Natural-language object grounding data:
________________________

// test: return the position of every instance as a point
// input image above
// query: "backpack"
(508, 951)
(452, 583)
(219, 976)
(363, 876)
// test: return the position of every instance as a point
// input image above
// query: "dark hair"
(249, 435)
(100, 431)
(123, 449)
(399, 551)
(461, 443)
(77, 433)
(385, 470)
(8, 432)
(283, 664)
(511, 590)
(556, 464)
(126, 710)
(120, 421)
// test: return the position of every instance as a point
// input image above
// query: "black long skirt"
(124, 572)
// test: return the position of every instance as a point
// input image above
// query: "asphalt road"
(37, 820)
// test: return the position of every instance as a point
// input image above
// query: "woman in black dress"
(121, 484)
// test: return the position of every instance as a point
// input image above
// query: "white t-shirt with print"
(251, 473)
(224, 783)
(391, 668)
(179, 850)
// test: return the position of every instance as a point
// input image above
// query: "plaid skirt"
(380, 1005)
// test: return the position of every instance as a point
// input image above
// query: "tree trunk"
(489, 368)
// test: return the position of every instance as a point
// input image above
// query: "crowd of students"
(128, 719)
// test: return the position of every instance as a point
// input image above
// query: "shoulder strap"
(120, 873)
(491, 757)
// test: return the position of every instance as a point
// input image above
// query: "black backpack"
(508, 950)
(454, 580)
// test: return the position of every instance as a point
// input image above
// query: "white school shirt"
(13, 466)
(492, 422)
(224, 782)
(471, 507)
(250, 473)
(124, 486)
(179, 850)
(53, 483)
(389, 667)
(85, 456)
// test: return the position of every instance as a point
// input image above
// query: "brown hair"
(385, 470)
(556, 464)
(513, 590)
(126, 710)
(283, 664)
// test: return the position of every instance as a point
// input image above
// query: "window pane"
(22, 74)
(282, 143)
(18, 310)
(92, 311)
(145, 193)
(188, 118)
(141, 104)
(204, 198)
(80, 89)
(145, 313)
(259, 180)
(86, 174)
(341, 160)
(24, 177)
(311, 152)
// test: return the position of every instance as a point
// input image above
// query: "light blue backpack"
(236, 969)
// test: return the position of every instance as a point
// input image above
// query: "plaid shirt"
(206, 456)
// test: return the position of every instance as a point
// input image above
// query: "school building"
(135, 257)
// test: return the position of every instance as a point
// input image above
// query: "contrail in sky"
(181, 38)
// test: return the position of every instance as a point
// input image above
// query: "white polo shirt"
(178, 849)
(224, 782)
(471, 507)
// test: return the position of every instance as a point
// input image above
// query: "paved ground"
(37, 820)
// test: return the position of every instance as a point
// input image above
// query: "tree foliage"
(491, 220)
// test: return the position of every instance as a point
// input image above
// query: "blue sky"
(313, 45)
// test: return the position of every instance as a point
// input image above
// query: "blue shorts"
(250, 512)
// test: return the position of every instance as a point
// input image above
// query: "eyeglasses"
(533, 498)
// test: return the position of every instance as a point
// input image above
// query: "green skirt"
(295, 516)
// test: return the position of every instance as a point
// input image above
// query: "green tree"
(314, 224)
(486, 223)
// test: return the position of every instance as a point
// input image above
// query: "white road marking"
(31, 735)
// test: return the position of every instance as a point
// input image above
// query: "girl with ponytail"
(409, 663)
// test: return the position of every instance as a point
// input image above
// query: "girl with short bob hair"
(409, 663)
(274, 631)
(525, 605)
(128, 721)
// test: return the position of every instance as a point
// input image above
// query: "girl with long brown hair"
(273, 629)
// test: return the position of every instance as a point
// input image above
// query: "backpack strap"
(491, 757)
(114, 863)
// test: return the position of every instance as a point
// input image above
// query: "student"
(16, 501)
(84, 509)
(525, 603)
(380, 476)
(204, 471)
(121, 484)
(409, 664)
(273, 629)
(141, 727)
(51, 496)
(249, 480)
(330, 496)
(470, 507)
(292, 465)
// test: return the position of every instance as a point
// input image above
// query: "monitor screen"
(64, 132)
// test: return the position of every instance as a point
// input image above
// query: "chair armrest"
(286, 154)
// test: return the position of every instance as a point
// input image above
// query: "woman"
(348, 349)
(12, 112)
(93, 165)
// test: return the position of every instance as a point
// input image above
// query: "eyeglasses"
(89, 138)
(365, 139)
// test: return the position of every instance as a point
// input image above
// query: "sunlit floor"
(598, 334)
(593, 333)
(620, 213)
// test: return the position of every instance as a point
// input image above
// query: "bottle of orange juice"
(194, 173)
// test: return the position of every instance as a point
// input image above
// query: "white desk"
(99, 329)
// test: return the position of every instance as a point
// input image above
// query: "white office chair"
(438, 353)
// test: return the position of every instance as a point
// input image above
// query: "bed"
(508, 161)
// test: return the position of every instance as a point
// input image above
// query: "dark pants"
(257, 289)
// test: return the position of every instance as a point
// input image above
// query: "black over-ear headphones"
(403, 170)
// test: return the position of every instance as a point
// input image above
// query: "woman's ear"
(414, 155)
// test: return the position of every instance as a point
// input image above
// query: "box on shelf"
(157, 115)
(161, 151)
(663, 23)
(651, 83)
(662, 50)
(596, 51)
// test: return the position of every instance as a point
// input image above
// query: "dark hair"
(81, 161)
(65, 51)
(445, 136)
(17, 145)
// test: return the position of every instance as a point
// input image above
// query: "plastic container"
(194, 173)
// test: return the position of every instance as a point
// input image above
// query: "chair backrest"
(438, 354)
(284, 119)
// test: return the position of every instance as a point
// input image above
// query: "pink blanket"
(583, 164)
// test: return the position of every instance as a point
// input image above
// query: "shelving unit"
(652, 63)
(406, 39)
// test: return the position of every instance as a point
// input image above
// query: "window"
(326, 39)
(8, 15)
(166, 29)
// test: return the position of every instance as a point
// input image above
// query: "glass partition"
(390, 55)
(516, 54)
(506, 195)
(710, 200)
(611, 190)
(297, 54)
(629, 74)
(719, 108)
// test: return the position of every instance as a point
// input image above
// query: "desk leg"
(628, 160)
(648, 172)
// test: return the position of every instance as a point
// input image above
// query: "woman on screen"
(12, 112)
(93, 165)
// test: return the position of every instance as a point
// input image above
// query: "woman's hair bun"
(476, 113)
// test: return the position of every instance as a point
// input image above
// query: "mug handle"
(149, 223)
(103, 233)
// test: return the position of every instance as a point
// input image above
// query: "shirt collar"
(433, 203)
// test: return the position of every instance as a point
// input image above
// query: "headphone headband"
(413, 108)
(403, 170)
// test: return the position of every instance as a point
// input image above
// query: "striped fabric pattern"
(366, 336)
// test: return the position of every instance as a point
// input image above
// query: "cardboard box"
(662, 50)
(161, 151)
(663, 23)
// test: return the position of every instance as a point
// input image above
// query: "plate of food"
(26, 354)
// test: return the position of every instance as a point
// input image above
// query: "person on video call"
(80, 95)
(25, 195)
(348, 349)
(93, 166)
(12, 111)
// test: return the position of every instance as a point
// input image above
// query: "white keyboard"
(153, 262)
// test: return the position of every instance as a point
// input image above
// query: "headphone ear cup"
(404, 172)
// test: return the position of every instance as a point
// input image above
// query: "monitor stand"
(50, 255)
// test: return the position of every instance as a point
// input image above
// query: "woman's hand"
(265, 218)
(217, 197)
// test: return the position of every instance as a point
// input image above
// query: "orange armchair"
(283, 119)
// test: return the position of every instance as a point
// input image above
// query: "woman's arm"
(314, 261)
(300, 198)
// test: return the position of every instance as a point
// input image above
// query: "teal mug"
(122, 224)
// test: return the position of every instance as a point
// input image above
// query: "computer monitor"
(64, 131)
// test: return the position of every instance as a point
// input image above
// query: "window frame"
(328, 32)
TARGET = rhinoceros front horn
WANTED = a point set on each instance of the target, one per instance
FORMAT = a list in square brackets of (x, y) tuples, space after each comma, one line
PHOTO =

________________________

§ **WORK ITEM**
The data above should be reproduced in full, word for word.

§ **OUTPUT**
// test: return the position of every instance as a point
// input image above
// query: "backpack"
(508, 951)
(452, 583)
(219, 976)
(363, 876)
// test: return the position of every instance as a point
// input image above
// query: "dark hair"
(249, 435)
(100, 431)
(123, 449)
(399, 551)
(461, 443)
(77, 433)
(385, 470)
(8, 432)
(283, 664)
(511, 590)
(556, 464)
(126, 710)
(120, 421)
// test: return the position of every instance as a point
// input image above
// query: "black long skirt"
(124, 572)
// test: return the position of every instance as a point
// input image above
// query: "asphalt road"
(37, 820)
// test: return the position of every instance as a point
// input image above
// query: "woman in black dress"
(121, 484)
// test: return the position of every instance as a point
// input image above
// query: "white t-shirt with print"
(251, 473)
(224, 783)
(391, 668)
(179, 850)
// test: return the position of every instance as a point
// input image above
// query: "plaid skirt"
(380, 1005)
// test: return the position of every instance as a point
// input image above
// query: "tree trunk"
(489, 368)
// test: return the position of every instance as a point
// input image above
// query: "crowd of students"
(128, 719)
// test: return the position of every instance as a point
// input image above
// query: "shoulder strap"
(120, 873)
(491, 757)
// test: return the position of every instance as a point
// input image above
// query: "black backpack"
(508, 950)
(454, 580)
// test: return the position of every instance as a point
// input image above
// query: "white school shirt"
(13, 466)
(492, 422)
(224, 782)
(471, 507)
(250, 473)
(124, 486)
(179, 850)
(53, 483)
(389, 667)
(85, 456)
// test: return the position of every instance as a point
// input image above
// query: "brown hair"
(385, 470)
(556, 464)
(513, 590)
(126, 710)
(283, 664)
// test: return the position of every instance as a point
// input image above
// query: "window pane"
(22, 74)
(282, 143)
(18, 310)
(92, 311)
(145, 193)
(188, 118)
(141, 104)
(204, 198)
(80, 89)
(145, 313)
(259, 180)
(86, 174)
(341, 160)
(24, 177)
(311, 152)
// test: return the position of every instance as a point
// input image above
// query: "light blue backpack"
(236, 969)
// test: return the position of every instance as a point
// input image above
// query: "plaid shirt"
(206, 456)
// test: return the position of every instance as a point
// input image above
// query: "school building"
(135, 257)
// test: return the position of every instance as a point
// input image above
// query: "contrail in sky"
(181, 38)
// test: return the position of every instance as a point
// input image above
// query: "white polo shirt"
(178, 849)
(224, 782)
(471, 507)
// test: return the position of every instance as a point
// input image above
// query: "paved ground"
(37, 820)
// test: return the position of every instance as a point
// input image above
// query: "tree foliage"
(491, 220)
// test: return the position of every instance as a point
// input image above
// query: "blue sky"
(313, 45)
// test: return the position of every instance as a point
// input image above
// query: "blue shorts"
(250, 512)
// test: return the position of every instance as a point
// input image above
// query: "eyeglasses"
(533, 498)
// test: return the position of every instance as a point
// input image above
// query: "green skirt"
(295, 516)
// test: return the position of every instance as a point
// input image above
// query: "green tree"
(314, 224)
(486, 223)
// test: return the position of every instance as a point
// input image above
// query: "white road marking"
(31, 735)
// test: return the position of every instance as a point
// input image above
// query: "girl with ponytail"
(409, 663)
// test: return the position of every instance as a point
// input image above
// query: "girl with short bob hair"
(409, 663)
(274, 631)
(525, 605)
(128, 721)
// test: return the position of every instance as a point
// input image above
// query: "girl with long brown hair"
(273, 629)
// test: return the position of every instance as a point
// input image above
// query: "backpack strap"
(491, 757)
(114, 863)
// test: return the position of every instance as a point
// input image above
// query: "student"
(16, 501)
(84, 509)
(525, 603)
(380, 476)
(204, 471)
(121, 484)
(409, 664)
(273, 629)
(141, 727)
(51, 496)
(249, 480)
(330, 496)
(470, 507)
(292, 465)
// test: return the position of every instance as a point
// input image above
// query: "monitor screen"
(64, 132)
// test: return the position of every instance as a point
// input image above
// query: "chair armrest"
(286, 154)
// test: return the position of every instance as a point
// input image above
// query: "woman"
(348, 349)
(12, 112)
(93, 165)
// test: return the position of every instance as a point
// input image above
// query: "eyeglasses"
(89, 138)
(365, 139)
// test: return the position of every instance as a point
// input image above
// query: "sunlit floor"
(598, 334)
(593, 333)
(620, 213)
// test: return the position of every instance as a point
// input image above
// query: "bottle of orange juice"
(194, 173)
// test: return the position of every instance as a point
// input image above
// query: "white desk"
(99, 329)
// test: return the position of every instance as a point
// input image above
// query: "white office chair"
(438, 353)
// test: return the position of every instance as a point
// input image above
// query: "bed"
(508, 161)
// test: return the position of every instance as a point
// input image above
// query: "dark pants"
(257, 289)
// test: return the position of every instance as a point
// input image above
// query: "black over-ear headphones"
(403, 170)
// test: return the position of every instance as a point
// input image above
// query: "woman's ear"
(414, 155)
// test: return the position of every instance as a point
// input image above
// query: "box on shelf"
(157, 115)
(161, 151)
(663, 23)
(651, 83)
(662, 50)
(596, 51)
// test: return the position of every instance as a point
// input image above
// query: "dark hair"
(81, 161)
(65, 51)
(445, 136)
(17, 145)
// test: return the position of every instance as a point
// input image above
// query: "plastic container"
(194, 173)
// test: return the position of every instance as a point
// input image above
// query: "chair backrest"
(438, 354)
(284, 119)
// test: return the position of every instance as a point
// input image above
// query: "pink blanket"
(583, 164)
// test: return the position of every instance as a point
// input image above
// query: "shelving unit"
(652, 63)
(406, 39)
// test: return the position of every instance as a point
// input image above
// query: "window"
(326, 39)
(8, 15)
(166, 29)
// test: return the position of every instance as a point
// input image above
// query: "glass partition"
(390, 55)
(516, 54)
(506, 195)
(710, 200)
(611, 190)
(297, 54)
(629, 74)
(719, 108)
// test: return the position of every instance as a point
// input image above
// query: "desk leg"
(628, 160)
(648, 172)
// test: return the position of every instance as a point
// input image above
// query: "woman on screen"
(12, 112)
(93, 165)
// test: return the position of every instance as a point
// input image above
// query: "woman's hair bun"
(476, 113)
// test: return the position of every instance as a point
// input image above
// query: "mug handle"
(149, 223)
(103, 233)
// test: return the position of every instance as a point
// input image above
// query: "shirt collar"
(433, 203)
// test: return the position of every instance as a point
// input image above
// query: "headphone headband"
(413, 108)
(403, 170)
// test: return the position of every instance as a point
// input image above
// query: "striped fabric pattern"
(366, 336)
// test: return the position of every instance as a point
// input image above
// query: "cardboard box"
(662, 50)
(161, 151)
(663, 23)
// test: return the position of every instance as a point
// input image above
// query: "plate of food"
(26, 354)
// test: return the position of every instance as a point
// input image above
// query: "person on video call"
(80, 95)
(25, 195)
(348, 349)
(93, 166)
(12, 111)
// test: return the position of every instance as a point
// input image above
// query: "white keyboard"
(153, 262)
// test: return the position of every instance as a point
// input image above
// query: "headphone ear cup"
(404, 172)
// test: return the position of every instance as a point
// input image above
// query: "monitor stand"
(50, 255)
// test: return the position of every instance as a point
// input image above
// query: "woman's hand"
(265, 218)
(217, 197)
// test: return the position of every instance as a point
// input image above
// query: "orange armchair"
(283, 119)
// test: return the position of every instance as a point
// input image above
// query: "woman's arm"
(314, 261)
(300, 198)
// test: return the position of every instance as a point
// input image above
// query: "teal mug"
(122, 224)
// test: return the position of every instance as a point
// input image above
// query: "computer monitor"
(64, 131)
// test: return the position of every instance as a point
// input image above
// query: "window frame"
(328, 32)
TARGET = rhinoceros front horn
WANTED = a point set on each instance of the target, one per instance
FORMAT = a list in square brackets of (x, y) tuples, space after each comma, one line
PHOTO =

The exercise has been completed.